Objective: Count how many of the lines below contain the string "black". Case counts, and your reply should be the number alone.

-------- Data for this task

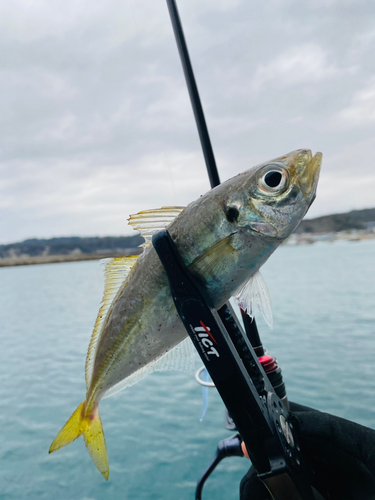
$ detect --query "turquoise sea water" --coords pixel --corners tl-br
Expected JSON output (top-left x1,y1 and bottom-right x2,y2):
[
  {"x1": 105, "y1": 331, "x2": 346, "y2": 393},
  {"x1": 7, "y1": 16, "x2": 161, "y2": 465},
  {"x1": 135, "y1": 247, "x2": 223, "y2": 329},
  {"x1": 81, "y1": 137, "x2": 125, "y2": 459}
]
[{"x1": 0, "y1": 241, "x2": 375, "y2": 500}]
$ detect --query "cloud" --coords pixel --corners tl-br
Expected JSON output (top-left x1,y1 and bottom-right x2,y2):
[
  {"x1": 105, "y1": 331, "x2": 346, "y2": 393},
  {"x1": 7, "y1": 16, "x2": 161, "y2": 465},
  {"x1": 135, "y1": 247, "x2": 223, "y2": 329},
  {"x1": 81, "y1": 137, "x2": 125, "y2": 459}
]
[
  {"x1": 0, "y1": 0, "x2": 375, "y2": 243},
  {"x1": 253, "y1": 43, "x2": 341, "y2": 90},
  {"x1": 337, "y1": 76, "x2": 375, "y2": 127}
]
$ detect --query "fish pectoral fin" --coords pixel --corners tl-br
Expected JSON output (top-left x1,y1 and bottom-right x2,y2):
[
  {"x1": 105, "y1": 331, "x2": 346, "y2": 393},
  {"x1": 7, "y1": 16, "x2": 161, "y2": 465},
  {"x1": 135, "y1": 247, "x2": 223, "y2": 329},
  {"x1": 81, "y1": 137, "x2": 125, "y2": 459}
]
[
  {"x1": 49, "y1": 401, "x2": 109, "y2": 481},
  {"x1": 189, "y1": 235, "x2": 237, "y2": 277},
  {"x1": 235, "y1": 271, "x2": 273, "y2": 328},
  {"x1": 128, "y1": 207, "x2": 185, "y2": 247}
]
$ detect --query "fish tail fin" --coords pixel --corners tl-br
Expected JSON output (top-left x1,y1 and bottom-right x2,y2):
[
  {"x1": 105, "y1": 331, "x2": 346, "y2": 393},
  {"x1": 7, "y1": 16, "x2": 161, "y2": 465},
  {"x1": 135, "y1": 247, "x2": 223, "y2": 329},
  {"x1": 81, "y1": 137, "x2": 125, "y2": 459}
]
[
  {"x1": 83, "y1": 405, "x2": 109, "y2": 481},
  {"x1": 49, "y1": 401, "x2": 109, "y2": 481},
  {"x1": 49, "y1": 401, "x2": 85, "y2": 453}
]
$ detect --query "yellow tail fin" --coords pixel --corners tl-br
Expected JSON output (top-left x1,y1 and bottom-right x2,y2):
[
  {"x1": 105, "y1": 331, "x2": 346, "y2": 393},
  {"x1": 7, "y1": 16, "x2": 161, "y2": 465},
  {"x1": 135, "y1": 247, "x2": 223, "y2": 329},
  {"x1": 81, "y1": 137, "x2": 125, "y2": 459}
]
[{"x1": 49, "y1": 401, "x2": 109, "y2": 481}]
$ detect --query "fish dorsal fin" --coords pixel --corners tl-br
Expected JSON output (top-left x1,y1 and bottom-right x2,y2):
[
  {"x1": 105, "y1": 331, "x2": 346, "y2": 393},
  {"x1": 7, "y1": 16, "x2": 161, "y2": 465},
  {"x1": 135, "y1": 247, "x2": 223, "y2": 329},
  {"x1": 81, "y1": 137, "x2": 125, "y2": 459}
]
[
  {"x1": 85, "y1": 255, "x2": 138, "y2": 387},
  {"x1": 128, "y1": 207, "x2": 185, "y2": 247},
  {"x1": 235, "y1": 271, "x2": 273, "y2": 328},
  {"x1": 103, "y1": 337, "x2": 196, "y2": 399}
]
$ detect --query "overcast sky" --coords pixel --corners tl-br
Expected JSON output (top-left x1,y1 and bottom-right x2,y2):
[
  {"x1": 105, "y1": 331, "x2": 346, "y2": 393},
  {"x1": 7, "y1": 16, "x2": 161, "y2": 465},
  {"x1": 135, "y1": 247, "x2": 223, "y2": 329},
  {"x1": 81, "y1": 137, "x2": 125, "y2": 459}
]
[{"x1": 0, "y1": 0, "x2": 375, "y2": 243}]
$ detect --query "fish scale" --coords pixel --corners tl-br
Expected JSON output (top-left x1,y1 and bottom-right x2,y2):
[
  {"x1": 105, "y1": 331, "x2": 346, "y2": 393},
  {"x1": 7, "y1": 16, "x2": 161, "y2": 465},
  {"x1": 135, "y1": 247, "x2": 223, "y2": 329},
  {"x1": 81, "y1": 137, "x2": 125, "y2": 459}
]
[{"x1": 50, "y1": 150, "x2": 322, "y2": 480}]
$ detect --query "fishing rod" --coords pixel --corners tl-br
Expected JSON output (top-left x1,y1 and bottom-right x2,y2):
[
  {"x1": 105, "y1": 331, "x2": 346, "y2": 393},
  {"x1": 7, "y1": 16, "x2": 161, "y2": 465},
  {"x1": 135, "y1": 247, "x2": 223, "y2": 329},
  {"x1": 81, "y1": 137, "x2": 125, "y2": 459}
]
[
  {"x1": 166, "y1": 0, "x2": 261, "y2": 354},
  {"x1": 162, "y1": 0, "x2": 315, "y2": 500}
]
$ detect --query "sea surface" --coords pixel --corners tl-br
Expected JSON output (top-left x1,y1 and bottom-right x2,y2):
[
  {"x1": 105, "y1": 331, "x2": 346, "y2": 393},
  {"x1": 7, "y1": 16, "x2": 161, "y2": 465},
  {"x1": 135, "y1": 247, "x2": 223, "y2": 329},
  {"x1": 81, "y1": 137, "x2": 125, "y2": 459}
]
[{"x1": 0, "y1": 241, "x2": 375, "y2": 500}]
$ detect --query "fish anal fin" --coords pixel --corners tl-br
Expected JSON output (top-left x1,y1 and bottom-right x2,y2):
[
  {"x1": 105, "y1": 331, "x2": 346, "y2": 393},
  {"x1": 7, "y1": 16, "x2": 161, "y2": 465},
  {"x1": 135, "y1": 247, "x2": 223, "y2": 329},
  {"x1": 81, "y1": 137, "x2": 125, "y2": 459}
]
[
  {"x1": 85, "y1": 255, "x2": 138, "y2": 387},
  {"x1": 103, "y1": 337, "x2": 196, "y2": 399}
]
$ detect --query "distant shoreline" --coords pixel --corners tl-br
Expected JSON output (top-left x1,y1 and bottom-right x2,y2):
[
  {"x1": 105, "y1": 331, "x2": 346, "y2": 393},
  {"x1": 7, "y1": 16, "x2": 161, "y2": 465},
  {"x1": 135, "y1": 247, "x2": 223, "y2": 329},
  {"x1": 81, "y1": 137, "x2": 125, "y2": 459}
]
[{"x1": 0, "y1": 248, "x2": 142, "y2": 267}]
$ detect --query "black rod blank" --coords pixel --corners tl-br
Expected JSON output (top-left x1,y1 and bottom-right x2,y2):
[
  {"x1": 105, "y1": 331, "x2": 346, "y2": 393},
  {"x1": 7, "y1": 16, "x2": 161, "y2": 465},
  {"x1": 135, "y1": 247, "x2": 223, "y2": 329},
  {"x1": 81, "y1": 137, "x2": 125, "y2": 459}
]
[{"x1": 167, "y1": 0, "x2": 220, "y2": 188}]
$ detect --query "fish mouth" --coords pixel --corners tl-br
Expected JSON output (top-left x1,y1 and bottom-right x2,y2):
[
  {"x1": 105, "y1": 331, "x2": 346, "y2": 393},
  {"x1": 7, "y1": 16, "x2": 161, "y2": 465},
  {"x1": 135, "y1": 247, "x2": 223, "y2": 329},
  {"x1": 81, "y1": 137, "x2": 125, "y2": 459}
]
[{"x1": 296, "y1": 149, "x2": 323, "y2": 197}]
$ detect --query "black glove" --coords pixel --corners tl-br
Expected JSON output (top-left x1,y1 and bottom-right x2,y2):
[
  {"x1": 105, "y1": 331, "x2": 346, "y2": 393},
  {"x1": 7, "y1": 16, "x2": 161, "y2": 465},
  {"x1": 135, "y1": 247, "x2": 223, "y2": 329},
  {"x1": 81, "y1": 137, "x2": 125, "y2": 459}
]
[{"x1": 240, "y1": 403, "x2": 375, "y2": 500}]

----------------

Solved problem: 2